__WHAT NEEDS TO BE DONE__
Copy everything from "He was fortunate" down to "for Florentine patrons." in the passage on Lorenzo de'Medici.

__PAGE EXTRACT__
*****

Lorenzo de’Medici, a.k.a., The Magnificent is probably the most famous Medici. This notoriety is as much the result of the times in which he lived—particularly when viewed from the difficult times that followed—as of his considerable personal virtues (bravery, for one) and talents (in poetry, say) or his own patronage (relatively limited for a Medici).
He was fortunate to survive the 1478 Pazzi conspiracy in which his brother lost his life. He then showed remarkable initiative and courage in sailing to Naples to settle differences with its King, Ferrrante, and restore peace. In stark contrast with what would come after, Florence and Italy were at peace for most of his lifetime and ruled by Italians, Florence also witnessed its greatest phase of artistic accomplishment when mostly homegrown talent worked in Florence for Florentine patrons.
While his personal tastes ran much more to collecting antiquities, Lorenzo promoted artists and found them commissions and supported men of letters. By acquiring a cardinal’s hat for his second-born son Giovanni when he was only thirteen, Lorenzo did much to ensure that his family’s fortunes and that of his own name would continue to flourish well after his own death.
His reputation would later be burnished by Duke Cosimo who brought back together most of what Lorenzo had collected during his lifetime.

*****

__Dataset entries__
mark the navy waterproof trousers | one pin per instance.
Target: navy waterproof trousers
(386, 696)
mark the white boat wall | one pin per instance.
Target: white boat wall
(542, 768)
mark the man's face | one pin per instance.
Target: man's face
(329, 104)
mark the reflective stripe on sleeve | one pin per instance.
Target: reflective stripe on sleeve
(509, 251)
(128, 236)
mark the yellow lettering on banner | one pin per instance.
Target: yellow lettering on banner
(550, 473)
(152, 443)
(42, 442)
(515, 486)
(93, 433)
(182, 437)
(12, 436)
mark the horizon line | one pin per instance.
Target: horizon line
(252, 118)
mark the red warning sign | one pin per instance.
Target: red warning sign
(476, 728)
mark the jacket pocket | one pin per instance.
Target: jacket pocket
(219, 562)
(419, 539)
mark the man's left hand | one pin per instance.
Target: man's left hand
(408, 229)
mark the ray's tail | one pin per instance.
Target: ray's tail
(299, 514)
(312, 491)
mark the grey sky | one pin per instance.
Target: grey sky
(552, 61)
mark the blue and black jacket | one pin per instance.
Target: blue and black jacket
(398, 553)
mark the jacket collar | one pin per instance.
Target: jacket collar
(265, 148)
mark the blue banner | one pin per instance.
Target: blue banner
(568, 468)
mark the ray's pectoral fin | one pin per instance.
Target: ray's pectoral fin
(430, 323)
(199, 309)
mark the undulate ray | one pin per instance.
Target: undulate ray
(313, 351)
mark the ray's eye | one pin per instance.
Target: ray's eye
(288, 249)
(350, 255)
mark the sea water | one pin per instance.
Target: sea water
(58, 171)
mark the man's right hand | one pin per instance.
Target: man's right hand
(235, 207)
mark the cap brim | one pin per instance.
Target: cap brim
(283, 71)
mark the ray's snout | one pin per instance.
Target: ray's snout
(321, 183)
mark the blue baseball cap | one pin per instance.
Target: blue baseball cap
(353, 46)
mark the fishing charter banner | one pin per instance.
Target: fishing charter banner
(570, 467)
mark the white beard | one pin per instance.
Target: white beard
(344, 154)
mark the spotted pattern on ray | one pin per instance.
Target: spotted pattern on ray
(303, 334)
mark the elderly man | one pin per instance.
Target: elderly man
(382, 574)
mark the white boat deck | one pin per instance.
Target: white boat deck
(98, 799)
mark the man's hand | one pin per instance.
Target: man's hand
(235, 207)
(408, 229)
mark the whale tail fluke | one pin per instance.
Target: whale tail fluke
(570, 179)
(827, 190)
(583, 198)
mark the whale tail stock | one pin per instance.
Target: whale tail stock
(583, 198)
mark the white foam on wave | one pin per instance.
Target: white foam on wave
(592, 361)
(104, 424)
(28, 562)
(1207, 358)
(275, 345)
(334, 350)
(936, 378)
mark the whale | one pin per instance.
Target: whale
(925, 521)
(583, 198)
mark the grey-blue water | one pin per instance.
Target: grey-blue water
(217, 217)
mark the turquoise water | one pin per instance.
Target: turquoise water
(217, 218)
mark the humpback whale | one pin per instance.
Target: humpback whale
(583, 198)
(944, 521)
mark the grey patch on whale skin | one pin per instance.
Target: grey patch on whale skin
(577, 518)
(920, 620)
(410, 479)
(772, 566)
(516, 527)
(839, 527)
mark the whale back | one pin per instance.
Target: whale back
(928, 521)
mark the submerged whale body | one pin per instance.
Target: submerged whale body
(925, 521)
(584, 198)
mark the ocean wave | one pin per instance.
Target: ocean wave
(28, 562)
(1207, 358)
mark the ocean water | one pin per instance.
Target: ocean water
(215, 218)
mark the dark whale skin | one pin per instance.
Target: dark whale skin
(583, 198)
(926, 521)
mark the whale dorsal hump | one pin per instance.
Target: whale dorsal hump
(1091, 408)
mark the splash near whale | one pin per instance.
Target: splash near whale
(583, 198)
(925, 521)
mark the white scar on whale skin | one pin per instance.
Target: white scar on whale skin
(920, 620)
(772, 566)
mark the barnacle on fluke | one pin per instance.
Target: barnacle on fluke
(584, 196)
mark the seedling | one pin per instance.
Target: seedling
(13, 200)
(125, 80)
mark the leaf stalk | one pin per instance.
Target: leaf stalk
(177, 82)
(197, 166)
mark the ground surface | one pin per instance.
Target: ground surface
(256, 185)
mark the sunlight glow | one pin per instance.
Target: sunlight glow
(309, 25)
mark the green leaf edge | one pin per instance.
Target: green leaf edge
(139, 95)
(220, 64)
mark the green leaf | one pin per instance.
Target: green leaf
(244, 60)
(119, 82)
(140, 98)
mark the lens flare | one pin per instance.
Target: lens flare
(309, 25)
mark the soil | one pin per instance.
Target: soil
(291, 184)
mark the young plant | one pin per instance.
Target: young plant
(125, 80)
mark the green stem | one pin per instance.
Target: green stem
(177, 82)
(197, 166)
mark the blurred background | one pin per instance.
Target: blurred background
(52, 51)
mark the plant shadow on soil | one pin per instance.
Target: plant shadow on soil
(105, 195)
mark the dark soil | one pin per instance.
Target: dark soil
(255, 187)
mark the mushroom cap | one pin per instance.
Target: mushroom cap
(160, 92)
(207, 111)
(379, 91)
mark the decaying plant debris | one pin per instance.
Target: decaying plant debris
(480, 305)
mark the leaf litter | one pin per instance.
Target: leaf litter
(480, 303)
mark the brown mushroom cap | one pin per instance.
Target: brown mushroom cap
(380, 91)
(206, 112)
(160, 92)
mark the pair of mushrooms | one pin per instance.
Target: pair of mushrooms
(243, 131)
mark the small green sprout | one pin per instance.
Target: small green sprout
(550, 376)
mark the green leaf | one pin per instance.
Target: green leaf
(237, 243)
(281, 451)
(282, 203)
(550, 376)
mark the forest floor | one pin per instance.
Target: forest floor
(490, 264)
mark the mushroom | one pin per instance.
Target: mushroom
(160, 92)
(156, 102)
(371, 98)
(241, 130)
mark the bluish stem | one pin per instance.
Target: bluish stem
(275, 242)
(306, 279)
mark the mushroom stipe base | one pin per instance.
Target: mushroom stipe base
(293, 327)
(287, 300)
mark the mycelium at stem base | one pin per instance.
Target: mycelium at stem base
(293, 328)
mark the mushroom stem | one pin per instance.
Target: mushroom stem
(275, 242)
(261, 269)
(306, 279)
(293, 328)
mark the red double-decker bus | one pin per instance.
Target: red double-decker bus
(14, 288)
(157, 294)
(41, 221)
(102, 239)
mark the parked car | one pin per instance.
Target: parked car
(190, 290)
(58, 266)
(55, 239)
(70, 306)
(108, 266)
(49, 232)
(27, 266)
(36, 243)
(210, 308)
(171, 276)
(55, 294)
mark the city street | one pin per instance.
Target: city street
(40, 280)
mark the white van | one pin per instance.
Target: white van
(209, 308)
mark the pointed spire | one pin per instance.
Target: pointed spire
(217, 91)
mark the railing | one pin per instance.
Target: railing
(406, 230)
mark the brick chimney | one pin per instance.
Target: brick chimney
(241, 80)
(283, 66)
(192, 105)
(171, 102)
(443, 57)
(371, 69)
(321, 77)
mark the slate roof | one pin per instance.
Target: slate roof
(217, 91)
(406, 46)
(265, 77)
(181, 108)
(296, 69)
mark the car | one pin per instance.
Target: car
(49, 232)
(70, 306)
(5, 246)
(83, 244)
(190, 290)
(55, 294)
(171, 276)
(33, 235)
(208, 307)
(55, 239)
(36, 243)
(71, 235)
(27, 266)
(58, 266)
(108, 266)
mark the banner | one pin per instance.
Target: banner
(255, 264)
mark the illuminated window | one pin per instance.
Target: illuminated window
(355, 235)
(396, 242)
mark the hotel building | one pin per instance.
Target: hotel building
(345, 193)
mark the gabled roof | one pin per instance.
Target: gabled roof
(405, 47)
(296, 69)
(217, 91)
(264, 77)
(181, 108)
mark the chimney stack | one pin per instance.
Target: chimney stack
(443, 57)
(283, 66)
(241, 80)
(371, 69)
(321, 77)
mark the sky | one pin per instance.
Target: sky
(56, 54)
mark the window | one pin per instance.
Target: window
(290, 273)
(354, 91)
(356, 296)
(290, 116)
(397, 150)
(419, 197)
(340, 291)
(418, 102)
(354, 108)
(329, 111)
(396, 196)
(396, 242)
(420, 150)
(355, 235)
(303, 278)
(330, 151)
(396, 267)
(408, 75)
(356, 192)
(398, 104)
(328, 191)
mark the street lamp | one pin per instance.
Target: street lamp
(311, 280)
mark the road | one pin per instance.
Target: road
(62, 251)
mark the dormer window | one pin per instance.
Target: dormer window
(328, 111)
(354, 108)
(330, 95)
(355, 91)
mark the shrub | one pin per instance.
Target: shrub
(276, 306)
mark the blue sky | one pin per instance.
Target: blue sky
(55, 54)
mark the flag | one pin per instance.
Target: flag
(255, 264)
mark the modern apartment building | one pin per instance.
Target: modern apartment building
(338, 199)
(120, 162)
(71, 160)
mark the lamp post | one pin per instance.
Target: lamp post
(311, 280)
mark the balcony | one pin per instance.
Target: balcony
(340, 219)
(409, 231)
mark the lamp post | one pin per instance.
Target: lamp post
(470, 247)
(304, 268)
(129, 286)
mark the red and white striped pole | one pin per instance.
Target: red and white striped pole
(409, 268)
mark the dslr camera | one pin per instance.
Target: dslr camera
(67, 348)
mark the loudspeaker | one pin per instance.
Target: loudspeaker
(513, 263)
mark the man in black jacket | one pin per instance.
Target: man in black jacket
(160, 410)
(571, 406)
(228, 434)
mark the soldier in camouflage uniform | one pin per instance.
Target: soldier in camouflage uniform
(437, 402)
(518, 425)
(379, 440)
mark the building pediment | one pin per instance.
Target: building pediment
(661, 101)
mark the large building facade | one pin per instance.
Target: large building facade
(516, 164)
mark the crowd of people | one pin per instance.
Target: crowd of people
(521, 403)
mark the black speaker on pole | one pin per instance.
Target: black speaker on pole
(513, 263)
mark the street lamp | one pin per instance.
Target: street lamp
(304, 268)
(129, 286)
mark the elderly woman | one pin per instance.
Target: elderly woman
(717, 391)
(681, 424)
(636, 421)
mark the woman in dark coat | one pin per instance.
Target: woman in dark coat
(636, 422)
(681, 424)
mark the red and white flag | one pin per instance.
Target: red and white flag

*****

__ANSWER AREA__
He was fortunate to survive the 1478 Pazzi conspiracy in which his brother lost his life. He then showed remarkable initiative and courage in sailing to Naples to settle differences with its King, Ferrrante, and restore peace. In stark contrast with what would come after, Florence and Italy were at peace for most of his lifetime and ruled by Italians, Florence also witnessed its greatest phase of artistic accomplishment when mostly homegrown talent worked in Florence for Florentine patrons.